Copy out every line of the records below word for word, without adding, dropping, or changing anything.

EXTRACTED RECORDS:
"""

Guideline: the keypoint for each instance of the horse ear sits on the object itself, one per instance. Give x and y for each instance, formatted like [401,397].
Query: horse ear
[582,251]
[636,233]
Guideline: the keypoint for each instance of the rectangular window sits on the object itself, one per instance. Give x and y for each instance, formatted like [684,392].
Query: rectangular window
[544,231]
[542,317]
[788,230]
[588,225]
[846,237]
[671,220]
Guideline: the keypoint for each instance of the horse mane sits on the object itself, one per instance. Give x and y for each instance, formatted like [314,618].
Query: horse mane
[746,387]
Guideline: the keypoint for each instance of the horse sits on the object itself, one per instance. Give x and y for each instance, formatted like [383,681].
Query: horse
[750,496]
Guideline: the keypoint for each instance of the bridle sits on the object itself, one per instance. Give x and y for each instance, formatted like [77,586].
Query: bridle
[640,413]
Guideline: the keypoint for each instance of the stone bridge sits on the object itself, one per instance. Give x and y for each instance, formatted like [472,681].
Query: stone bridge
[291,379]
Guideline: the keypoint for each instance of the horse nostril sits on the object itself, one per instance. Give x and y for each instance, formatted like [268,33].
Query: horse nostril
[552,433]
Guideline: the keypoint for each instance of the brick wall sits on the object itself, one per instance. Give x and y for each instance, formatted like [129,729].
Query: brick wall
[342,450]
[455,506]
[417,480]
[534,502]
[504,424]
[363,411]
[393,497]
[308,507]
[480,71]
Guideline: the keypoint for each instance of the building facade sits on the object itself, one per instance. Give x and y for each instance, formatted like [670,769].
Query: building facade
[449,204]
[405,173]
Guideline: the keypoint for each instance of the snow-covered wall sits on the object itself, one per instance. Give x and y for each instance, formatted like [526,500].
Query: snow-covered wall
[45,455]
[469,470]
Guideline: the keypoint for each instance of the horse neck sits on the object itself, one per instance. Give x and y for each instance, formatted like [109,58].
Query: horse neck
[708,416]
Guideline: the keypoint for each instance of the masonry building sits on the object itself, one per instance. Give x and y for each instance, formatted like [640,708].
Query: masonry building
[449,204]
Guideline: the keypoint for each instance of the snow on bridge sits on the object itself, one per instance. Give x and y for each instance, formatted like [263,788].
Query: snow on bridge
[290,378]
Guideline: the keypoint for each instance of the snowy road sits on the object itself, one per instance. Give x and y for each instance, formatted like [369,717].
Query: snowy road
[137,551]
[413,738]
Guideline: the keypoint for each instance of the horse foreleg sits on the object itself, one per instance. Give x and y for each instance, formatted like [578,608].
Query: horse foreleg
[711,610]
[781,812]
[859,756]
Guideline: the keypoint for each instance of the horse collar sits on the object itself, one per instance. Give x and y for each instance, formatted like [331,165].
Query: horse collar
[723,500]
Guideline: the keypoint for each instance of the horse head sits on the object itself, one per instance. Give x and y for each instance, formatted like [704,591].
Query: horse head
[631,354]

"""

FULL ANSWER:
Guideline: the keypoint for each instance of the horse ear sits on the object itself, one per instance. Give x and y for each instance, formatted like [401,397].
Query: horse ear
[582,251]
[636,233]
Guideline: the keypoint for each instance of the rectangular window sits on the object itself, one per instance. Give x and y for each instance, formatted like [684,392].
Query: rectangular window
[544,231]
[542,317]
[788,230]
[588,225]
[846,237]
[671,220]
Guideline: the keypoint for each instance of the horse mane sits on the object itself, one per instance. Give x and y for each instance, formatted like [314,618].
Query: horse mane
[746,387]
Guideline: the keypoint for each instance of the horse sits on the object itself, one per instance. Give x and y for each instance, formatted like [383,681].
Query: horse
[750,496]
Guideline: the keypoint for each instance of the bridle sits on the object itself, one per instance. Give x and y for each instance, formatted like [77,586].
Query: bridle
[640,413]
Guideline: the keypoint for each instance of the stone bridge sits on the object itself, one per instance. Give x and y for each instance, formatted like [472,681].
Query: stone bridge
[291,379]
Guideline: the keypoint for each instance of the horse nostril sits on the object itself, one per instance. Give x and y for each instance, formatted like [268,33].
Query: horse nostril
[552,433]
Guideline: the keypoint for each instance of the brick wall sits on the object itself, one per instance. Give x and y for each instance, formatted like [129,729].
Query: brick wall
[342,450]
[455,506]
[417,480]
[534,502]
[504,424]
[363,411]
[393,497]
[308,507]
[480,71]
Guideline: the keypoint for each instance of the building facade sits on the object itself, one per instance. Give x and y for each instance, formatted like [670,769].
Query: building facade
[449,204]
[405,173]
Guideline: the keypoint for each instance of the snow-covered wall sits on the object itself, one per instance. Give x and y for each instance, formatted like [526,500].
Query: snow-covered wall
[45,455]
[469,470]
Guideline: the keypoint for each instance of the horse neck sits on the object itself, one per instance. Give x and y for each instance, formatted like [109,58].
Query: horse neck
[708,416]
Guideline: the keypoint for each instance of the masonry building sits on the object itself, one per instance. Give x and y for each instance, formatted like [640,708].
Query: masonry building
[449,204]
Guideline: the keypoint for each instance of the snow on bridge sits on the object itself, one per instance. Give x and y for each instance, formatted like [263,788].
Query: snow on bridge
[290,378]
Guideline: the keypoint for each instance of the snowy road sits on the object itself, one per instance. Give x and y for each instance, formatted like [369,717].
Query: snowy road
[137,551]
[413,738]
Guideline: the keypoint for each instance of the horse foreleg sits on the object itself, one per instance. Give x and y for each instance, formatted like [578,608].
Query: horse foreleg
[711,610]
[781,812]
[859,756]
Guideline: the keypoint for each instance of the horse collar sits on the object itself, one per instance. Give x and y for each instance, formatted like [331,165].
Query: horse collar
[723,500]
Guideline: the keypoint for each instance of the horse head sits on the object itself, one per instance. Give x and y for each instance, formatted like [704,591].
Query: horse head
[631,354]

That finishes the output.